Instructions to follow
What you return should be every record, retyped without a single change.

Region pointing data

####

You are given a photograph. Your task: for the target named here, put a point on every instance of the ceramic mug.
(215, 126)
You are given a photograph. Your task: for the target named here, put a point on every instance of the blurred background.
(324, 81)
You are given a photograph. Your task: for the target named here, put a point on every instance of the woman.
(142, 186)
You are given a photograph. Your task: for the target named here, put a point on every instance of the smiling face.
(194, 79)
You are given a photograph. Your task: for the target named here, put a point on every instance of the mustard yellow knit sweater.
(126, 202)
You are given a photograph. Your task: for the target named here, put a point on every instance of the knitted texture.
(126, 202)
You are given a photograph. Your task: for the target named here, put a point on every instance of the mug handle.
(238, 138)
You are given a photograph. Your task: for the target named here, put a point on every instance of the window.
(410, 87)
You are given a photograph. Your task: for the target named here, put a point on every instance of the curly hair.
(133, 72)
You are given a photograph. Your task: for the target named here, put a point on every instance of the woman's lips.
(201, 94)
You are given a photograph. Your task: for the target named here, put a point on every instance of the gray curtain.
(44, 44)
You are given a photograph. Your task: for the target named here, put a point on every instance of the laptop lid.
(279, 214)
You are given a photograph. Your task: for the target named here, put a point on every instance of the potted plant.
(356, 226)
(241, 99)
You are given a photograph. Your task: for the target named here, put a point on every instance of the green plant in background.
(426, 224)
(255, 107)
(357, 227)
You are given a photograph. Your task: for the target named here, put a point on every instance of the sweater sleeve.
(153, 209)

####

Expected output
You are given a photograph. Your task: for the target named here, put a point on every instance of the ceramic mug.
(215, 126)
You are given a photograph. Your task: for the target named here, put a point on every instance of the blurred background.
(324, 81)
You are given a photograph. Your task: for the target named here, put a point on every instance of the woman.
(142, 186)
You are given a photograph. Your task: for the target named here, put a point on every instance of the smiling face.
(194, 79)
You are given a photograph. Your task: for the target named here, put a point on every instance of the mustard yellow knit sweater.
(126, 202)
You are given a photograph. Your task: for the target named here, put a point on every instance of the knitted texture.
(126, 202)
You are given a photograph. Your task: for the target named here, put a point on every instance of the mug handle.
(238, 138)
You are given a photograph. Your task: for the target named here, put a point on every instance of the window.
(410, 87)
You are given a photograph. Your task: for the target named here, put a point on every instance of the curly hair.
(133, 72)
You are given a photograph. Your task: for the target named here, put a point on every instance of the woman's lips.
(201, 94)
You are given a photograph. Your task: for the target named here, put a point on every instance of the gray curtain.
(44, 44)
You are given a photograph. Your task: for the target named here, put a point on every instance of the laptop lid.
(279, 214)
You are given a photograph. Your task: for the target named here, put a point on every instance of the potted plant.
(356, 226)
(241, 99)
You are given a photograph. Your task: for the target named here, put a point on every instance of the green plant in background.
(426, 224)
(255, 107)
(357, 227)
You are given a photograph. Your task: for the target named here, put a point on every instance of the sweater sleeve.
(153, 209)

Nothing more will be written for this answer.